▸ Materials provided
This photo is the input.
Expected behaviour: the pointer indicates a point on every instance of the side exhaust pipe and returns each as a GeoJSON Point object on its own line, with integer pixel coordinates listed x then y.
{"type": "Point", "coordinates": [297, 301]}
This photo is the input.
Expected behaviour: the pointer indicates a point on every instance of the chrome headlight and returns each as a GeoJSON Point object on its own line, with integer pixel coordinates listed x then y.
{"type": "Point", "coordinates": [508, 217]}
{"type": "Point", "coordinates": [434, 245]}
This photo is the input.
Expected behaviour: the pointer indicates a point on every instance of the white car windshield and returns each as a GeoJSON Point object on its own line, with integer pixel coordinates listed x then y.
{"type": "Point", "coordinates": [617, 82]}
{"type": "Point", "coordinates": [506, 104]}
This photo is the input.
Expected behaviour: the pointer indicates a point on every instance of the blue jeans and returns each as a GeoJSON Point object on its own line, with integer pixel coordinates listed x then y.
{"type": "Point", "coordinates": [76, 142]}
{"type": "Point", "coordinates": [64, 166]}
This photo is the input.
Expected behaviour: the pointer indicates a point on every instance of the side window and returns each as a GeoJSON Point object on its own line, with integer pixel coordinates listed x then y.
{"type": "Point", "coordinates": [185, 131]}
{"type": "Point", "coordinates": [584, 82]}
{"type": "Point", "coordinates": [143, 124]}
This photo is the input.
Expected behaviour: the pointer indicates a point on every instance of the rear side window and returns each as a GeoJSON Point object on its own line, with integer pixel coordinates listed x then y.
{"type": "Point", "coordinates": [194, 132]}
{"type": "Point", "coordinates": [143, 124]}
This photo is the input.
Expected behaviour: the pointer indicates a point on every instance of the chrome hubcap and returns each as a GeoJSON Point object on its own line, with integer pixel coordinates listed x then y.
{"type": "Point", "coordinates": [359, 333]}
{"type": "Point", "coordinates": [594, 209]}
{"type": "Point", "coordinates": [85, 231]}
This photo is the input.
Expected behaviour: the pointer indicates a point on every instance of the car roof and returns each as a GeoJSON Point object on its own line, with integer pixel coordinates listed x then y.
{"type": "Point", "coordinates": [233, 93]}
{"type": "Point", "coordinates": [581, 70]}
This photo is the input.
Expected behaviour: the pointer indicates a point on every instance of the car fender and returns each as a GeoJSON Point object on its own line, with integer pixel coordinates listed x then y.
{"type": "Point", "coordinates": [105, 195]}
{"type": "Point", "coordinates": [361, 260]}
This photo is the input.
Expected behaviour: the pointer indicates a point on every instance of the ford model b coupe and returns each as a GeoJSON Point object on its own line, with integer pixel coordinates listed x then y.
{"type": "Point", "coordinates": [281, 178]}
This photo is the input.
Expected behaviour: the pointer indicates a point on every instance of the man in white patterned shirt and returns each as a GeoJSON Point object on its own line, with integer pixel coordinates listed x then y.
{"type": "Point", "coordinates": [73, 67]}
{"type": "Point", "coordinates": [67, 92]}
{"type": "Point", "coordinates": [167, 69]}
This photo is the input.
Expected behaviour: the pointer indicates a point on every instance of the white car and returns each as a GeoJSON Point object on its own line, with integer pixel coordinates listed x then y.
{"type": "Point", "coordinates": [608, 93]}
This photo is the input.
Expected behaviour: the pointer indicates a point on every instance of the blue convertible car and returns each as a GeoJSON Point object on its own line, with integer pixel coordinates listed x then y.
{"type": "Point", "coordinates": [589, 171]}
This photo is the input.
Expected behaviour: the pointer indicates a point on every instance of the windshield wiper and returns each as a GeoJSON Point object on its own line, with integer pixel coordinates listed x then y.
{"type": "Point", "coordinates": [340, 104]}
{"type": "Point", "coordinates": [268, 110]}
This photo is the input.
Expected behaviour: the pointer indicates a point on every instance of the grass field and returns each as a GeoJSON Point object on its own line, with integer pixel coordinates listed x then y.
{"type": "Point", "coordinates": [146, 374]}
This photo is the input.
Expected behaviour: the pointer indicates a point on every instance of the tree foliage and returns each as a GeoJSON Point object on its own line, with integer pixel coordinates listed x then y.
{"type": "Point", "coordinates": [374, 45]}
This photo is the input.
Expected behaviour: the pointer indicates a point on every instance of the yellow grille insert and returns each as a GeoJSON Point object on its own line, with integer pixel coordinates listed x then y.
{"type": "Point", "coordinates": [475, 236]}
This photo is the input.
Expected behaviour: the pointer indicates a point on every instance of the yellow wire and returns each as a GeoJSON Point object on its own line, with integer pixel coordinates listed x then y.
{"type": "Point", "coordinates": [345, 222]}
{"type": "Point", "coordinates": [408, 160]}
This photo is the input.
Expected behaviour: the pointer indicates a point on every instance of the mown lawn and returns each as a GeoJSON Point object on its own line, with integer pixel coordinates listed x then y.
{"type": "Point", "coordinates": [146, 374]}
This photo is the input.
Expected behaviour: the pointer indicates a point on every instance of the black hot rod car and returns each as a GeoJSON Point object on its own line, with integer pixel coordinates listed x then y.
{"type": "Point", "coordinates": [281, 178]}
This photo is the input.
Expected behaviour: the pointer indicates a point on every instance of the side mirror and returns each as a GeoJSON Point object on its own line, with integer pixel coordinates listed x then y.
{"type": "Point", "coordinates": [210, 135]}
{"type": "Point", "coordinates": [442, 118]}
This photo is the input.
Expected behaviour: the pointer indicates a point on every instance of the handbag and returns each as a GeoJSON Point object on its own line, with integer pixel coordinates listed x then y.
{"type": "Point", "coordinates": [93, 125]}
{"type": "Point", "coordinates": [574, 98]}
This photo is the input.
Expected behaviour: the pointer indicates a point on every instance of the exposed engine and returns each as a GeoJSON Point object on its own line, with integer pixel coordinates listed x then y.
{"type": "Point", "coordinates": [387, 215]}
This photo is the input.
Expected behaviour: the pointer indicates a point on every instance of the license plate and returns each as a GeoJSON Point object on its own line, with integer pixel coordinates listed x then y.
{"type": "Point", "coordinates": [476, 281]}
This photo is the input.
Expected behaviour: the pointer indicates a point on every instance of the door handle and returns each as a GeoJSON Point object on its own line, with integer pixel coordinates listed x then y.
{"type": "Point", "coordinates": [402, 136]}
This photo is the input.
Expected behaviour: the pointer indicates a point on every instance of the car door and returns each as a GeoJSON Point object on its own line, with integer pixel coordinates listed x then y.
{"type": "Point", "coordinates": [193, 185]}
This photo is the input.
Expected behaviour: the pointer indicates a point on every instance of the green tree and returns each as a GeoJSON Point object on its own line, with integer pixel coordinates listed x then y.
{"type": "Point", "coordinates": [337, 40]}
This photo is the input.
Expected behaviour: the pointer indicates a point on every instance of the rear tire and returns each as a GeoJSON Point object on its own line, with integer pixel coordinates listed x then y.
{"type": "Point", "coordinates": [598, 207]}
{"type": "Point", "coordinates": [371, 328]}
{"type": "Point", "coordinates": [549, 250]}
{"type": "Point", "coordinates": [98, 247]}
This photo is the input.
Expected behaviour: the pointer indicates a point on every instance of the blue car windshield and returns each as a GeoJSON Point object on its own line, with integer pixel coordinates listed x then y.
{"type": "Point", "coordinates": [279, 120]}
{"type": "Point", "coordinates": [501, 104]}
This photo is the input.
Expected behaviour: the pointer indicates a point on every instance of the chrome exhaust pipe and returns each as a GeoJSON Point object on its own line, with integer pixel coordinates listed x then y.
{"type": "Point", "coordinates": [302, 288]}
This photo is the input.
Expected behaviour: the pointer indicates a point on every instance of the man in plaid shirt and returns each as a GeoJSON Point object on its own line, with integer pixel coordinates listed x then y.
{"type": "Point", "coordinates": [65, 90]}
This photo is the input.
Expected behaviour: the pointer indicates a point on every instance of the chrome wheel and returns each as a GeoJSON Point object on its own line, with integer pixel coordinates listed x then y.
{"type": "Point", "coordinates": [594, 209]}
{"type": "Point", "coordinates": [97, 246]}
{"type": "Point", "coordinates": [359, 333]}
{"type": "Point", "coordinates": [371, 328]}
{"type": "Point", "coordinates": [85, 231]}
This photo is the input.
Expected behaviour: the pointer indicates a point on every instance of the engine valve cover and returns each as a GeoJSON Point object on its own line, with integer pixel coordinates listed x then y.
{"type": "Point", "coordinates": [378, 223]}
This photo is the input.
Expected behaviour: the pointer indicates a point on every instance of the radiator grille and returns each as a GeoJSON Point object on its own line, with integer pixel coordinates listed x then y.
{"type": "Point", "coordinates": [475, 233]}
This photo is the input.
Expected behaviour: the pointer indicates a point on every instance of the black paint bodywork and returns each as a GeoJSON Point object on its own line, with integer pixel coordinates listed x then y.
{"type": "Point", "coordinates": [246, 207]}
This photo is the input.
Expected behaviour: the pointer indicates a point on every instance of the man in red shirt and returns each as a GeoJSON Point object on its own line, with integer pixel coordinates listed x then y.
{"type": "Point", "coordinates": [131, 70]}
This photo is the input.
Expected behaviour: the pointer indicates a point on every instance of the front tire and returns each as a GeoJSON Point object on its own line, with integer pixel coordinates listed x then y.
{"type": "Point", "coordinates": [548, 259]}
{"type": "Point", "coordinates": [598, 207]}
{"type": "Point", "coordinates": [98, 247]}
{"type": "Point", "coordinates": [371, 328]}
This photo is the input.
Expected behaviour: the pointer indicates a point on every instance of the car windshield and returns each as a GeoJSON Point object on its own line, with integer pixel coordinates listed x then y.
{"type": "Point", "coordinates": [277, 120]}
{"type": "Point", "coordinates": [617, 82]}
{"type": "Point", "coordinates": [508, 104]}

▸ What you are asked to do
Identify every line of the items above that contains the word "rear", treating uppercase and lowercase letters as different, and copy each such line.

▸ Final result
Expected behaviour: the pointer indicates a point on every instance of the rear side window and returns each as a GeoJSON Point object on its own line, with integer pixel coordinates listed x then y.
Expected behaviour: the pointer indicates a point on every instance of the rear tire and returns each as a GeoJSON Point object on its own line, with integer pixel coordinates listed x then y.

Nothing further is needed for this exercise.